* _Exercise instructions_:
Begin with the first line of the entries below. Copy each line exactly, stopping after the one that contains "Outline every instance of the glass window.".

[Segmentation mask data]
******

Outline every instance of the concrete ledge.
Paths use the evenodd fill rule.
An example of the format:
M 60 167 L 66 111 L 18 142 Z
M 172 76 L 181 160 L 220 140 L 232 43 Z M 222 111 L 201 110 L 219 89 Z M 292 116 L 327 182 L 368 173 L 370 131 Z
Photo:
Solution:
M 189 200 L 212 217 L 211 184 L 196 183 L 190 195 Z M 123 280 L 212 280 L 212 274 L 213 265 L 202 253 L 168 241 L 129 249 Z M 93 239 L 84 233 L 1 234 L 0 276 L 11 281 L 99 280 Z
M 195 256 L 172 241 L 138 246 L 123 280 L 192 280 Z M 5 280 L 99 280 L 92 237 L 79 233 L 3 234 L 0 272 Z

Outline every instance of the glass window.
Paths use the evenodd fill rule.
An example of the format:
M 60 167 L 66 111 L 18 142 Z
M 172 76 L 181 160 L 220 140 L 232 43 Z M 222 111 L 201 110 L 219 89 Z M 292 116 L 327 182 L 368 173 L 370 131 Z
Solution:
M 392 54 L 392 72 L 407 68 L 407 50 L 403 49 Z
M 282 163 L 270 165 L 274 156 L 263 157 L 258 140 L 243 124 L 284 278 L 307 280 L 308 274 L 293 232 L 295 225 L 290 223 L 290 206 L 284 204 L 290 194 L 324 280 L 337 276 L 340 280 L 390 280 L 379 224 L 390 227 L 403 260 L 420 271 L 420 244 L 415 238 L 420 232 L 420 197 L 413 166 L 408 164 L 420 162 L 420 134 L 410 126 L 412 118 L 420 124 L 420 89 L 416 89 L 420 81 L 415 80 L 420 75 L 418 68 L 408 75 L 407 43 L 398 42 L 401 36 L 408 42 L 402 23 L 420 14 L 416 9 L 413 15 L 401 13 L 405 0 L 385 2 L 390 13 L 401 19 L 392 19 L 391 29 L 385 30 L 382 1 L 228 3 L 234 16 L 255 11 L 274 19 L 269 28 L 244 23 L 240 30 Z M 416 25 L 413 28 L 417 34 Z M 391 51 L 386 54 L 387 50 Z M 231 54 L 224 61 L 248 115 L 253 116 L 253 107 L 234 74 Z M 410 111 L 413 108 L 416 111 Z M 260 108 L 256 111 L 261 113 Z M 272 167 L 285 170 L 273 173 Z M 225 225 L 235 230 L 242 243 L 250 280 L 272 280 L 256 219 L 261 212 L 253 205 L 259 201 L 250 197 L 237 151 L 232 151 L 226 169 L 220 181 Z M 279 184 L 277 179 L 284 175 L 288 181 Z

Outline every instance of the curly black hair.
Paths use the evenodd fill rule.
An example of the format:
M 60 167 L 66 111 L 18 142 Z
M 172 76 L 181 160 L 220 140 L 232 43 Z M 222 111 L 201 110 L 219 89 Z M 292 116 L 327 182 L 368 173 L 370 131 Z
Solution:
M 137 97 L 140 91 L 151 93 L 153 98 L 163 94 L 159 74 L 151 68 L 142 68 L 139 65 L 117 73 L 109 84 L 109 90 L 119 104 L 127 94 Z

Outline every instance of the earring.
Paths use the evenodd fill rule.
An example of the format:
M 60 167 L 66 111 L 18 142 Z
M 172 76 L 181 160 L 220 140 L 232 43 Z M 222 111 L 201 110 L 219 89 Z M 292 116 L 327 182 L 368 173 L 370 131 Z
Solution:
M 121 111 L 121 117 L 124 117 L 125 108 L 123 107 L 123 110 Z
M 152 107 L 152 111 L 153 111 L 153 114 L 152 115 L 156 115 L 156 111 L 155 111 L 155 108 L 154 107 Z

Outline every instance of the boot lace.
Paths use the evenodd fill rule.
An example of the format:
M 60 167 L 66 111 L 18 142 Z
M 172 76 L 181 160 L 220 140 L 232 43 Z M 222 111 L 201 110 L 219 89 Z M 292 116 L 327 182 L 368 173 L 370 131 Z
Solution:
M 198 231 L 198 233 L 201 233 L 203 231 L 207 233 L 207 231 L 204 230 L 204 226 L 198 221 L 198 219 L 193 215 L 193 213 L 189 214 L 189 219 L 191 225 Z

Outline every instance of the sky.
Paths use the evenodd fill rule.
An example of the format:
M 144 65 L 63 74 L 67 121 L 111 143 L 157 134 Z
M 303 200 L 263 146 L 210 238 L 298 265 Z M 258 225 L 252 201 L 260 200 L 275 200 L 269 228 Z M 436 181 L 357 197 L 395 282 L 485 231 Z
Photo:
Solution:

******

* _Result of the task_:
Outline every instance of the concrete ledge.
Paths use the evenodd fill rule.
An example of the format:
M 60 167 L 66 111 L 18 142 Z
M 172 76 L 181 160 L 220 140 L 232 43 Z M 222 111 L 201 110 L 219 89 Z M 292 116 L 327 182 L 368 173 L 370 131 Z
Photo:
Solution:
M 189 200 L 212 217 L 211 184 L 196 183 L 190 195 Z M 123 280 L 212 280 L 212 274 L 213 265 L 202 253 L 168 241 L 129 249 Z M 93 239 L 84 233 L 1 234 L 0 276 L 11 281 L 99 280 Z
M 195 256 L 172 241 L 138 246 L 123 280 L 192 280 Z M 5 280 L 99 280 L 92 237 L 79 233 L 3 234 L 0 272 Z

Outline every instance of the glass window.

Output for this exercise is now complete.